To be done: Turn each line of the data below into a Markdown table with the columns No. and Line, giving each row a number and skipping blank lines. Leave the pictures out of the table.

Point labels for objects

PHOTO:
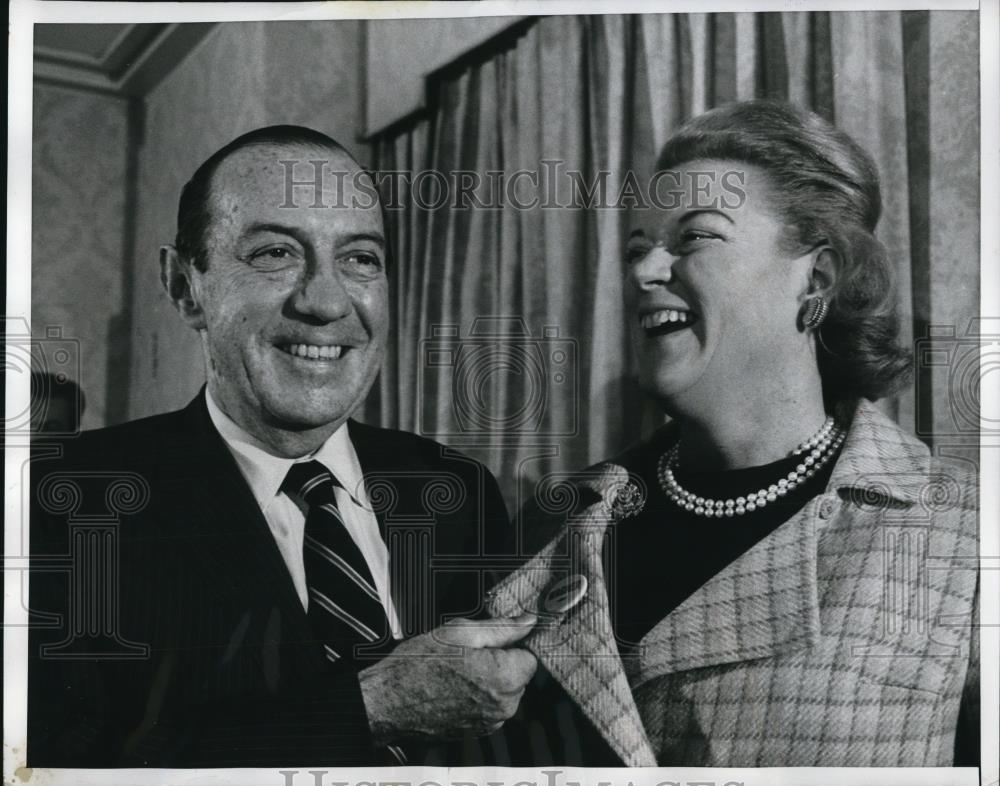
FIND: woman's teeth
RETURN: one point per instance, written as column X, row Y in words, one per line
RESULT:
column 663, row 316
column 314, row 351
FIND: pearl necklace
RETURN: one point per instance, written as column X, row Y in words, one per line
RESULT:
column 821, row 447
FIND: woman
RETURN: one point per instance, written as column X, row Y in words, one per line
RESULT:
column 757, row 581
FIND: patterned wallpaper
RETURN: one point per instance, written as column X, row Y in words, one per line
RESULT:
column 78, row 230
column 242, row 76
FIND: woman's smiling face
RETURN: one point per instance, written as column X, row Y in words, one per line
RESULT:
column 713, row 293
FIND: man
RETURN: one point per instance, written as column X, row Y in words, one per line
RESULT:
column 242, row 607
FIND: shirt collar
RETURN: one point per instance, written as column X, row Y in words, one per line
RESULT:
column 265, row 472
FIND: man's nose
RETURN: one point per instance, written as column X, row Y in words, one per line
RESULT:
column 322, row 292
column 654, row 269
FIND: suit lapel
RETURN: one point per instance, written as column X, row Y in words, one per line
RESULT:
column 216, row 509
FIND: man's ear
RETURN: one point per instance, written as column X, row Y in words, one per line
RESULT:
column 176, row 277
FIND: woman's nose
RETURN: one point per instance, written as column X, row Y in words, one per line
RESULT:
column 653, row 269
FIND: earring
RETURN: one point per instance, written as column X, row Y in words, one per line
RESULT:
column 816, row 312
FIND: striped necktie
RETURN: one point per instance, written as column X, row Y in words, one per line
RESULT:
column 344, row 605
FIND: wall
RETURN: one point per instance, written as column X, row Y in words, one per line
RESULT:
column 242, row 76
column 79, row 145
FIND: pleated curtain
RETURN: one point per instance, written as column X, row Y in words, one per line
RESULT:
column 594, row 94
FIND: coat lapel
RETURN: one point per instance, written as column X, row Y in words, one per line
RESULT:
column 217, row 511
column 578, row 648
column 764, row 602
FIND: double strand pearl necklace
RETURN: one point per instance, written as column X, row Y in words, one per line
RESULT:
column 819, row 449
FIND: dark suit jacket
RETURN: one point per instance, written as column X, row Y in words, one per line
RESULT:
column 167, row 629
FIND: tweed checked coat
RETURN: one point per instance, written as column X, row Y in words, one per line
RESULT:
column 840, row 639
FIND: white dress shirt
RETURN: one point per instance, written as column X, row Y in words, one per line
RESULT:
column 265, row 473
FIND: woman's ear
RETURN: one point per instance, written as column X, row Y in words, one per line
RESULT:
column 177, row 277
column 823, row 274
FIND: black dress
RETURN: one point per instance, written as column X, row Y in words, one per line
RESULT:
column 652, row 563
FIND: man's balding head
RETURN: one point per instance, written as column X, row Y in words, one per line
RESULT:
column 194, row 211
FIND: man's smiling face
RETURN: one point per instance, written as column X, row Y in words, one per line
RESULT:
column 293, row 296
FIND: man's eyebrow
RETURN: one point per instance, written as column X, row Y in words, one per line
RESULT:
column 278, row 229
column 374, row 237
column 295, row 232
column 694, row 213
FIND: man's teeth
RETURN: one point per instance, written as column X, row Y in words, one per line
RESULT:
column 658, row 318
column 314, row 351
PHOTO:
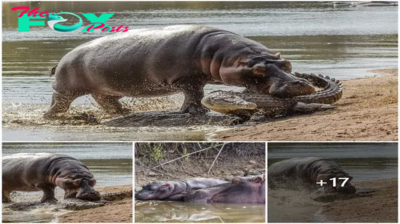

Solution to this exercise:
| No. | Line |
|---|---|
| 1 | PHOTO: |
| 2 | FIND: woman's teeth |
| 3 | RETURN: one point per instance, written as column X, row Y in words, one per line |
| 4 | RESULT: |
| 5 | column 663, row 316 |
| 6 | column 314, row 351 |
| 7 | FIND: pearl necklace |
| 8 | RETURN: one point per instance, written as column X, row Y in words, one per line |
| 9 | RESULT: |
| 10 | column 821, row 447 |
| 11 | FIND: woman |
| 12 | RETURN: one point per instance, written as column X, row Y in words, one per line |
| 13 | RESULT: |
| 14 | column 757, row 581 |
| 15 | FIND: patterned wallpaper |
| 16 | RETURN: one point per instance, written as column X, row Y in words, one per line |
| 17 | RESULT: |
| 18 | column 78, row 230 |
| 19 | column 242, row 76 |
| 20 | FIND: woman's smiling face |
| 21 | RETURN: one point per instance, written as column X, row Y in words, one per line |
| 22 | RESULT: |
| 23 | column 713, row 293 |
| 24 | FIND: man |
| 25 | RETURN: one point per instance, written as column X, row Y in words, one per line |
| 26 | RESULT: |
| 27 | column 242, row 607 |
| 28 | FIND: shirt collar |
| 29 | RETURN: one point per instance, written as column X, row Y in words, one per line |
| 30 | RESULT: |
| 31 | column 265, row 472 |
| 32 | FIND: man's nose |
| 33 | RETURN: one point per instance, written as column X, row Y in words, one per line |
| 34 | RESULT: |
| 35 | column 322, row 292 |
| 36 | column 654, row 269 |
| 37 | FIND: suit lapel |
| 38 | RETURN: one point per instance, written as column X, row Y in words, one per line |
| 39 | RESULT: |
| 40 | column 216, row 509 |
| 41 | FIND: man's ear |
| 42 | RETURN: one point per instance, written as column X, row Y in words, one per line |
| 43 | RESULT: |
| 44 | column 176, row 277 |
| 45 | FIND: woman's nose |
| 46 | RETURN: one point per instance, written as column X, row Y in words, one per line |
| 47 | RESULT: |
| 48 | column 653, row 269 |
| 49 | FIND: earring |
| 50 | RETURN: one point per instance, written as column X, row Y in words, one per line |
| 51 | RESULT: |
| 52 | column 816, row 312 |
| 53 | FIND: striped necktie |
| 54 | RETURN: one point per instance, written as column X, row Y in words, one per line |
| 55 | RESULT: |
| 56 | column 344, row 605 |
| 57 | FIND: wall |
| 58 | RETURN: one point per instance, written as column X, row Y in words, one per line |
| 59 | RESULT: |
| 60 | column 242, row 76 |
| 61 | column 79, row 145 |
| 62 | FIND: pleated curtain |
| 63 | RETURN: one point per instance, written as column X, row Y in words, one per line |
| 64 | RESULT: |
| 65 | column 594, row 94 |
| 66 | FIND: coat lapel |
| 67 | RETURN: one point per instance, written as column X, row Y in words, one per line |
| 68 | RESULT: |
| 69 | column 217, row 511 |
| 70 | column 578, row 648 |
| 71 | column 764, row 602 |
| 72 | FIND: double strand pearl necklace |
| 73 | RETURN: one point per instance, written as column X, row Y in words, one per line |
| 74 | RESULT: |
| 75 | column 819, row 449 |
| 76 | FIND: dark suit jacket |
| 77 | RETURN: one point per instance, written as column X, row Y in words, one per line |
| 78 | RESULT: |
| 79 | column 167, row 629 |
| 80 | FIND: tweed checked coat |
| 81 | RETURN: one point per instance, written as column X, row Y in words, one per line |
| 82 | RESULT: |
| 83 | column 840, row 639 |
| 84 | FIND: white dress shirt |
| 85 | RETURN: one point per instance, written as column X, row Y in words, one per line |
| 86 | RESULT: |
| 87 | column 265, row 473 |
| 88 | FIND: woman's ear |
| 89 | RETURN: one point per instance, written as column X, row Y in words, one per line |
| 90 | RESULT: |
| 91 | column 177, row 277 |
| 92 | column 823, row 274 |
| 93 | FIND: black dress |
| 94 | RETURN: one point per instance, written as column X, row Y in words, one per line |
| 95 | RESULT: |
| 96 | column 652, row 563 |
| 97 | FIND: man's balding head |
| 98 | RETURN: one point per instance, written as column X, row Y in words, one per line |
| 99 | RESULT: |
| 100 | column 194, row 211 |
| 101 | FIND: man's smiling face |
| 102 | RETURN: one point per instance, written as column X, row Y in words, one per line |
| 103 | RESULT: |
| 104 | column 293, row 296 |
| 105 | FIND: man's eyebrow |
| 106 | RETURN: one point per instance, written as column X, row Y in words, one per line |
| 107 | RESULT: |
| 108 | column 278, row 229 |
| 109 | column 374, row 237 |
| 110 | column 295, row 232 |
| 111 | column 694, row 213 |
| 112 | FIND: man's teeth |
| 113 | RETURN: one point per instance, written as column X, row Y in words, one per line |
| 114 | RESULT: |
| 115 | column 658, row 318 |
| 116 | column 314, row 351 |
| 117 | PHOTO: |